----- Records for processing

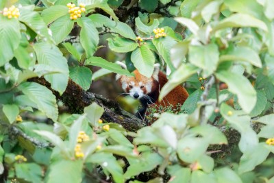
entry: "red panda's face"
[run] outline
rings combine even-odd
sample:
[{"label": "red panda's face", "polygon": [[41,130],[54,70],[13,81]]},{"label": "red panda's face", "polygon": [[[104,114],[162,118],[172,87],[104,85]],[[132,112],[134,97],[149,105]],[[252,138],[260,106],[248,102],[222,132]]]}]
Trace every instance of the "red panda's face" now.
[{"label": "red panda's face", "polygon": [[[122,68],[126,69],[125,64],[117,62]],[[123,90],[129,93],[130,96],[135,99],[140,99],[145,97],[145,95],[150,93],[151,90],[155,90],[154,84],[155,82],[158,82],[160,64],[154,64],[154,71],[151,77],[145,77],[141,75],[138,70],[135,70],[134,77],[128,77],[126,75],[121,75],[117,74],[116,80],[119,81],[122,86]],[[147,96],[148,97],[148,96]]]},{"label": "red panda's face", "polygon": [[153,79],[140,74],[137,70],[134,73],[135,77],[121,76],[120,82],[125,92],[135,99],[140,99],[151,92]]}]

----------

• _Work to be completed_:
Turn every line of the material above into a JSON list of strings, one string per line, leaving out blank lines and the picture.

• _Output of the task_:
[
  "entry: \"red panda's face\"",
  "[run] outline",
  "rings combine even-odd",
  "sample:",
  "[{\"label\": \"red panda's face\", \"polygon\": [[41,130],[54,70],[13,81]]},{\"label\": \"red panda's face\", \"polygon\": [[[104,114],[162,118],[172,87],[104,85]],[[132,112],[134,97],[149,105]],[[252,138],[260,106],[248,102],[222,132]]]}]",
  "Trace every instance of the \"red panda's face\" now.",
  "[{\"label\": \"red panda's face\", \"polygon\": [[[122,68],[126,69],[125,64],[117,62]],[[123,90],[129,93],[130,96],[135,99],[140,99],[145,97],[145,95],[150,93],[151,90],[155,90],[154,84],[155,82],[158,82],[160,64],[154,64],[154,71],[151,77],[145,77],[141,75],[138,70],[135,70],[134,77],[128,77],[126,75],[121,75],[117,74],[116,80],[119,81],[122,86]],[[147,96],[148,97],[148,96]]]},{\"label\": \"red panda's face\", \"polygon\": [[153,79],[140,74],[137,70],[134,73],[135,77],[121,76],[120,82],[125,92],[135,99],[140,99],[151,92]]}]"
]